## PASSAGE
No, I don't like this change because it will disturb the stack unwinder
and consuming the stack itself.

>
> >> With a pre-built kernel, further performance tuning can be done by increasing
> >> maxactive when registering kretprobe. Tests show 4x cores number is a fair
> >> choice for both performance and memory efficiency.
> >
> > Which test should I check? If it is also good for the current freelist,
> > I would like to expand default maxactive. (actually, current maxactive
> > is chosen by the minimum availability)
>
> I tested with difference maxactive values. For current freelist, bigger
> maxactive values have less effects upon performance.

So bigger 'maxactive' will scale better?

>
> "missed cases" was also tracked. Based on testings, so long as maxactive
> is more than cores number, there won't be "missed cases".

That depends on where you put the probe. kretprobe can be nested and
sleepable. If you put a kretprobe on the function which doesn't yield,
you don't need bigger maxactive. But kretprobe on the function which
can sleep or yield, you may need more than that.

> >>
> >> More info is available at: https://github.com/mattwuq/kretprobe
> >>
> >> Signed-off-by: wuqiang <wuqiang.matt@xxxxxxxxxxxxx>
> >> ---
> >> include/linux/freelist.h | 187 +++++++++++++++++++--------------------
> >> kernel/kprobes.c | 29 +++---
> >> 2 files changed, 107 insertions(+), 109 deletions(-)

## AIM 1
Can you sum up the kretprobe discussion in two sentences?

(Point labeling dataset excerpts)

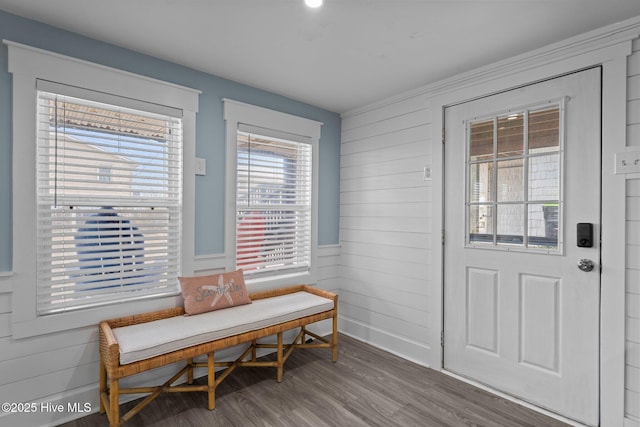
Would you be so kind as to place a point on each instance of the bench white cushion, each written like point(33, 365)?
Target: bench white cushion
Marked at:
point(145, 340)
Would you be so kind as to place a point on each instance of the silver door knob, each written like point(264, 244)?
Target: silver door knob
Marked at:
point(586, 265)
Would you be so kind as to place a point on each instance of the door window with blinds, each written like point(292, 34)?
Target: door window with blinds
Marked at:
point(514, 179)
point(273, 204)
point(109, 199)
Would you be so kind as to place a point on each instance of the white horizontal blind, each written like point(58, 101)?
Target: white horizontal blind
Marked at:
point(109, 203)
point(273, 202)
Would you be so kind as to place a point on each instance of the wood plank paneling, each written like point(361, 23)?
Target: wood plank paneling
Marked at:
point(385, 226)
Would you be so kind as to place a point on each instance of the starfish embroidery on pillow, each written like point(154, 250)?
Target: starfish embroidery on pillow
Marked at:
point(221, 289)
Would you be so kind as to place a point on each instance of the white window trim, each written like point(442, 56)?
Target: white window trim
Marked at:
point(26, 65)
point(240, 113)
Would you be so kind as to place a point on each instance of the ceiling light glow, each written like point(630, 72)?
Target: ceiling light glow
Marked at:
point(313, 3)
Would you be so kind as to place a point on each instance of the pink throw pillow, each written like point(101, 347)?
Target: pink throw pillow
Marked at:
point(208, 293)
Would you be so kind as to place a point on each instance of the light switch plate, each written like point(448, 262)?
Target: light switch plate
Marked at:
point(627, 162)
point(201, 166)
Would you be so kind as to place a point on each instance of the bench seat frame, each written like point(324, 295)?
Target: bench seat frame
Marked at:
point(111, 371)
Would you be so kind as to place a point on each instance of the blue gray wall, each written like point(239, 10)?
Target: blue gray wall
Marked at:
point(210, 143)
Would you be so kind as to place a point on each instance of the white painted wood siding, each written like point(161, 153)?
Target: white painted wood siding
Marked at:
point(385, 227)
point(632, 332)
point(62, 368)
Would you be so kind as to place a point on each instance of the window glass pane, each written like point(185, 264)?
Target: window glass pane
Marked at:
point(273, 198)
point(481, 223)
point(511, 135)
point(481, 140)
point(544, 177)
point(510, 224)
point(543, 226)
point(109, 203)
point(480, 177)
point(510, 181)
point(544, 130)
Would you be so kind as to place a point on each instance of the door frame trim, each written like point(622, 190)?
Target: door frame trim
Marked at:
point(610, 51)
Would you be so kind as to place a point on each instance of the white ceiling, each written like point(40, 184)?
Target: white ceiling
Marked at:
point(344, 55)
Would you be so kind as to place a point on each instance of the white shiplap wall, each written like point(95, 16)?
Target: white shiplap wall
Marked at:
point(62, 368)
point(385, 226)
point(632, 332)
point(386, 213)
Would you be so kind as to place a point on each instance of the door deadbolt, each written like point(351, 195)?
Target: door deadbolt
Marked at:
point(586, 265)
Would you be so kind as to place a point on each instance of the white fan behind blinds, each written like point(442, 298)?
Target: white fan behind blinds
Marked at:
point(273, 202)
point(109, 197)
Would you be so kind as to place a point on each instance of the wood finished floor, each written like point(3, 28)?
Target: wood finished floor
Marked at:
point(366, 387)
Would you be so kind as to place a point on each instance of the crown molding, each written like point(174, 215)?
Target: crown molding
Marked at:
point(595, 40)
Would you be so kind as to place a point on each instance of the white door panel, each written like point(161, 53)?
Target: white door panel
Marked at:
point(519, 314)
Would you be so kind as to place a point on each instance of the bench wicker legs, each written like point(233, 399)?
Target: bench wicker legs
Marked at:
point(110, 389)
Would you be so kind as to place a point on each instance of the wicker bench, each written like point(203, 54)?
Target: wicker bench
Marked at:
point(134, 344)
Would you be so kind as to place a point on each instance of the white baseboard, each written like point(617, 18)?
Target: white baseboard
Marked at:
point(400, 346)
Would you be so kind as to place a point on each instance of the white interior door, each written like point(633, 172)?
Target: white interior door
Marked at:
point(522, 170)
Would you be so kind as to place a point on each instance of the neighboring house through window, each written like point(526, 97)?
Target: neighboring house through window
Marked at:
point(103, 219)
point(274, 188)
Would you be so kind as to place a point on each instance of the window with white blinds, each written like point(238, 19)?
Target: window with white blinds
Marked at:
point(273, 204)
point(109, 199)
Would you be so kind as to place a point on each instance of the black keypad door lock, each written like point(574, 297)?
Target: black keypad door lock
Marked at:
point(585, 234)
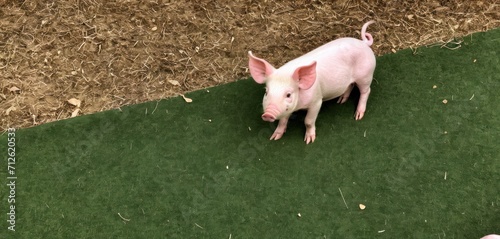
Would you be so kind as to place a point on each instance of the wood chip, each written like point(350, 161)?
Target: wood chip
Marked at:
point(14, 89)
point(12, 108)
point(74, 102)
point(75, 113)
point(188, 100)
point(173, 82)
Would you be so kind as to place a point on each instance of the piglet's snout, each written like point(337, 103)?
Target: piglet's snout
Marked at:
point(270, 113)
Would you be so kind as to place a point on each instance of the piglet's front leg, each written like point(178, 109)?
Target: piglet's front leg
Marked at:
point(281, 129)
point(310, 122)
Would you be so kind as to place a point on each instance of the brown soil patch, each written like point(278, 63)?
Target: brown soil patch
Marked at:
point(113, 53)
==
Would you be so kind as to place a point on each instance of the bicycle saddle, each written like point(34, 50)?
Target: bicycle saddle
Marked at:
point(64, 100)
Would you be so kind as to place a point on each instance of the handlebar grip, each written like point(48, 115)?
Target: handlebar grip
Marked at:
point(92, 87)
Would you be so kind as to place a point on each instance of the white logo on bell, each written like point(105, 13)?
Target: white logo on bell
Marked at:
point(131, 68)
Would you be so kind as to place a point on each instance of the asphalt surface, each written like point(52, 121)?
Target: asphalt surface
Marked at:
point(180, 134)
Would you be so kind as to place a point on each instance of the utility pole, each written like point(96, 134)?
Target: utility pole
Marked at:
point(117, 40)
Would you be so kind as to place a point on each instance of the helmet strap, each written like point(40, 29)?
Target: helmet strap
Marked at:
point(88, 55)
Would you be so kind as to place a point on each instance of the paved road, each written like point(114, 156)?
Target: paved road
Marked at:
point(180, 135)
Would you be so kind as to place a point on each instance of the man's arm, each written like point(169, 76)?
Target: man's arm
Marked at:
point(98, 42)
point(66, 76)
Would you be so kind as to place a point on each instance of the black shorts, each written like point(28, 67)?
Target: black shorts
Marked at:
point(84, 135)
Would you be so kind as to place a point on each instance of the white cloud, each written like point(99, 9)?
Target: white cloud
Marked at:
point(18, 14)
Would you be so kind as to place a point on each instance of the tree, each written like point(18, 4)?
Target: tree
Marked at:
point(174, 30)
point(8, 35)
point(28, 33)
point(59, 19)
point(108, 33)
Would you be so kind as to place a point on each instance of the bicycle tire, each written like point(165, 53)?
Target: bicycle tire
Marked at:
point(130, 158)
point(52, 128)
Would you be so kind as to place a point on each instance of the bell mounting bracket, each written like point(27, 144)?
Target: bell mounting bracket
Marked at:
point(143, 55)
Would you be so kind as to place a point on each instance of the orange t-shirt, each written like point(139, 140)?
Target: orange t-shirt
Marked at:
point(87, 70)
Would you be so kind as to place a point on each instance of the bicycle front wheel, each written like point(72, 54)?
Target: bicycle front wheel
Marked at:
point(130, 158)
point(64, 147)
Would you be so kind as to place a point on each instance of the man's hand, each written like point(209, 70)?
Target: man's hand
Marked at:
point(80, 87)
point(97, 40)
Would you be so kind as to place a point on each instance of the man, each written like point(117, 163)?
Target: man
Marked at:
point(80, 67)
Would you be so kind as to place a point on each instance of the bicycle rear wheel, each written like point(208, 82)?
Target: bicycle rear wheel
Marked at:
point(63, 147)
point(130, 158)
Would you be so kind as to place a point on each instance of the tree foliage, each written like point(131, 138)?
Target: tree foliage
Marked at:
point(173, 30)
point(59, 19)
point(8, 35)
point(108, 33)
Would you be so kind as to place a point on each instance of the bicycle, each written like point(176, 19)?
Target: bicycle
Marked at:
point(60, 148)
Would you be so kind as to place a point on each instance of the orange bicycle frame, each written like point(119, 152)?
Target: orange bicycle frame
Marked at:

## AIM 2
In the records, change "each instance" to "every instance" in the stretch from the line containing "like point(48, 115)?" through the line containing "point(18, 14)". Return only those lines, with nothing else altered.

## CORRECT OUTPUT 1
One participant rejects a proposed change because it would disturb the stack unwinder and consume the stack itself. Another reports that testing showed no missed cases as long as maxactive exceeds the number of cores, but the reply is that this depends on where the probe is placed, since a kretprobe on a function that can sleep or yield may need more.

## CORRECT OUTPUT 2
Would you be so kind as to place a point on every instance of the handlebar grip, each written like point(48, 115)?
Target: handlebar grip
Marked at:
point(92, 87)
Would you be so kind as to place a point on every instance of the white logo on bell, each written like point(105, 13)?
Target: white logo on bell
Marked at:
point(131, 68)
Would you be so kind as to place a point on every instance of the asphalt surface, each written like point(52, 121)?
Target: asphalt surface
Marked at:
point(180, 134)
Would you be so kind as to place a point on every instance of the utility pole, each written like point(96, 134)?
Target: utility pole
Marked at:
point(117, 40)
Would you be so kind as to place a point on every instance of the helmet strap, each written like point(40, 29)?
Target: helmet strap
Marked at:
point(88, 55)
Would you be so kind as to place a point on every instance of the paved road, each written like point(114, 156)?
Target: paved road
Marked at:
point(180, 135)
Would you be so kind as to place a point on every instance of the man's arm, each written like point(169, 76)?
Target: man's arm
Marked at:
point(98, 42)
point(66, 76)
Would you be so kind as to place a point on every instance of the black shorts, each written like point(28, 67)?
Target: black shorts
Marked at:
point(84, 135)
Would you be so kind as to place a point on every instance of the white cloud, each written like point(99, 9)?
Target: white cloud
Marked at:
point(18, 14)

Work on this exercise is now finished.